* [Detection examples]:
<<<<
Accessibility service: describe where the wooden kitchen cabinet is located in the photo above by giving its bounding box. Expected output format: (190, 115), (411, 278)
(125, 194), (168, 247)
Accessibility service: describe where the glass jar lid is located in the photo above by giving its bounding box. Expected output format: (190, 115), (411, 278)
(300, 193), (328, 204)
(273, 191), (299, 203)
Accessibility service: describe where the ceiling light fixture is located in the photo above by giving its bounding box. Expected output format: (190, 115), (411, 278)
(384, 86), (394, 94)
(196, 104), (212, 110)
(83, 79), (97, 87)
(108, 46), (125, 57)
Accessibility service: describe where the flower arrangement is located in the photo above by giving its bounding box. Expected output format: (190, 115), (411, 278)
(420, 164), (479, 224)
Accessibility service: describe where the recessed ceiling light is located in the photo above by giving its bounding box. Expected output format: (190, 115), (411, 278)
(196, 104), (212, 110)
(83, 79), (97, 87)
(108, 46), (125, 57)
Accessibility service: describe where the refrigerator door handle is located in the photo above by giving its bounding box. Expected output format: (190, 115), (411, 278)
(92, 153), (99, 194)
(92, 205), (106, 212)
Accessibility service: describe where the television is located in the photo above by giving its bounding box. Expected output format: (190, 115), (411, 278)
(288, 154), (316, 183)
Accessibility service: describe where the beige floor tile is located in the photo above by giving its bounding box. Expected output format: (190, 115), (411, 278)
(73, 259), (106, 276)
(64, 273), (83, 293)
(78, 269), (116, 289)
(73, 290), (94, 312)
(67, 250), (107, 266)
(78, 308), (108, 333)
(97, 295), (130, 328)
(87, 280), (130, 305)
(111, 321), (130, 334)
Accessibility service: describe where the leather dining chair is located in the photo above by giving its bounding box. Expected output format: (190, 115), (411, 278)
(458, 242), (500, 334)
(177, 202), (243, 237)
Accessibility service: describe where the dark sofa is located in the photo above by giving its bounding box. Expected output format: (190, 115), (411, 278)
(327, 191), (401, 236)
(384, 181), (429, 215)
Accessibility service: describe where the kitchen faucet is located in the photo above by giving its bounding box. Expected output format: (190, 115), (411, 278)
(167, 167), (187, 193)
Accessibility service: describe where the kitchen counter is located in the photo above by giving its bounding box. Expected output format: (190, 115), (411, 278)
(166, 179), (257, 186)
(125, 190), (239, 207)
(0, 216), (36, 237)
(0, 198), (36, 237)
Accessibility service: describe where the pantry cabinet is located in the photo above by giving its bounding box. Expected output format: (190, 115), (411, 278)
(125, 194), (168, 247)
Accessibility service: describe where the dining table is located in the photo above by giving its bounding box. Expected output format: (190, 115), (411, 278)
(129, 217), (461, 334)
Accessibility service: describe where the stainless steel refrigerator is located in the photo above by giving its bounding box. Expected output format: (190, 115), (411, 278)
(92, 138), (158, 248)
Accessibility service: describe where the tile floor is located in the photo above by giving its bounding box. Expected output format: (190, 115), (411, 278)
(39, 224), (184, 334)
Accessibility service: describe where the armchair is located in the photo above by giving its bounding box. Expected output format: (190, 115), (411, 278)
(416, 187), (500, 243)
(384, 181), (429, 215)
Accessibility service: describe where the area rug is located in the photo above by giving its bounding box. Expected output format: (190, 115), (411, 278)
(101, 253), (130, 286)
>>>>
* [WHAT THE EXERCISE ASKS]:
Please return every row above without changing a single character.

* [OUTPUT FOR THIS EXERCISE]:
Accessibility service: describe where the wooden kitchen cabinet is located in the photo above by giving its bounding box. Expected output format: (190, 115), (411, 278)
(125, 194), (168, 247)
Accessibility service: describe where the glass jar lid is located in the photo above by giving its bounding box. Expected output format: (190, 115), (411, 278)
(300, 193), (328, 204)
(273, 191), (299, 203)
Accessibility service: describe where the ceiling light fixture is located in the photo above by giving its bounding box. Expected output format: (190, 115), (411, 278)
(384, 86), (394, 94)
(196, 104), (212, 110)
(83, 79), (97, 87)
(108, 46), (125, 57)
Accessibility service: describe where the flower arrangement is located in the photo above by giving its bounding box. Expected output format: (190, 115), (411, 278)
(420, 164), (479, 224)
Accessibility service: describe where the recessed ceiling light is located in the photo above by giving its bounding box. Expected output format: (190, 115), (411, 278)
(196, 104), (212, 110)
(83, 79), (97, 87)
(108, 46), (125, 57)
Accessibility service: describe where the refrigerator door handle is located in the photo above by giving its bounding box. Expected output format: (190, 115), (411, 278)
(92, 153), (99, 194)
(92, 205), (106, 212)
Accessibility service: describe where the television is located in the photo above by giving its bounding box. Expected output format: (190, 115), (411, 278)
(288, 154), (316, 183)
Accessibility service: describe where the beige floor tile is located in the photo above by giving its bounding box. Expected output format: (190, 115), (411, 278)
(73, 259), (106, 276)
(64, 273), (83, 293)
(78, 269), (116, 289)
(73, 290), (94, 312)
(67, 250), (107, 266)
(78, 308), (108, 333)
(97, 295), (130, 328)
(87, 280), (130, 305)
(111, 321), (130, 334)
Accessibility service: describe where the leather dining chair is located in the photo above by giving its bounding box. Expected output format: (190, 115), (411, 278)
(458, 242), (500, 334)
(177, 202), (243, 237)
Accessibility service: describe where the dark sofa is located in the photo above by giving its bounding box. Expected output format: (190, 115), (411, 278)
(327, 191), (401, 236)
(384, 181), (429, 215)
Accessibility service: describe where the kitchen faucet is located in the photo above by giving its bounding box. Expected output format: (190, 115), (411, 278)
(167, 167), (187, 193)
Accessibility service: describe where the kitchen counter is located in the photo above by giving its bounding box. Expected output format: (190, 115), (411, 278)
(166, 179), (257, 186)
(125, 190), (239, 207)
(0, 216), (36, 237)
(0, 198), (36, 237)
Accessibility service: describe where the pantry cabinet is located in the photo above by giving its bounding box. Expected output format: (190, 115), (411, 278)
(125, 194), (168, 247)
Accessibility service: describe where the dining table is located in the photo above by giving its bounding box. Expected output format: (190, 115), (411, 278)
(129, 217), (461, 334)
Accessibility service: describe where the stainless steel refrigerator is located in the photo above by giving its bounding box. Expected output format: (190, 115), (411, 278)
(92, 138), (158, 248)
Accessibility service: describe where the tile floor is located in the photo above by giving its bounding box. Expected output format: (190, 115), (411, 278)
(39, 224), (184, 334)
Accessibility service: describe where the armchair is located in the photo above by giving its bounding box. Expected output format: (190, 115), (411, 278)
(416, 187), (500, 243)
(384, 181), (429, 215)
Accessibility service: describe where the area rug is located in the photo above by giving its bounding box. Expected output format: (190, 115), (411, 278)
(101, 253), (130, 286)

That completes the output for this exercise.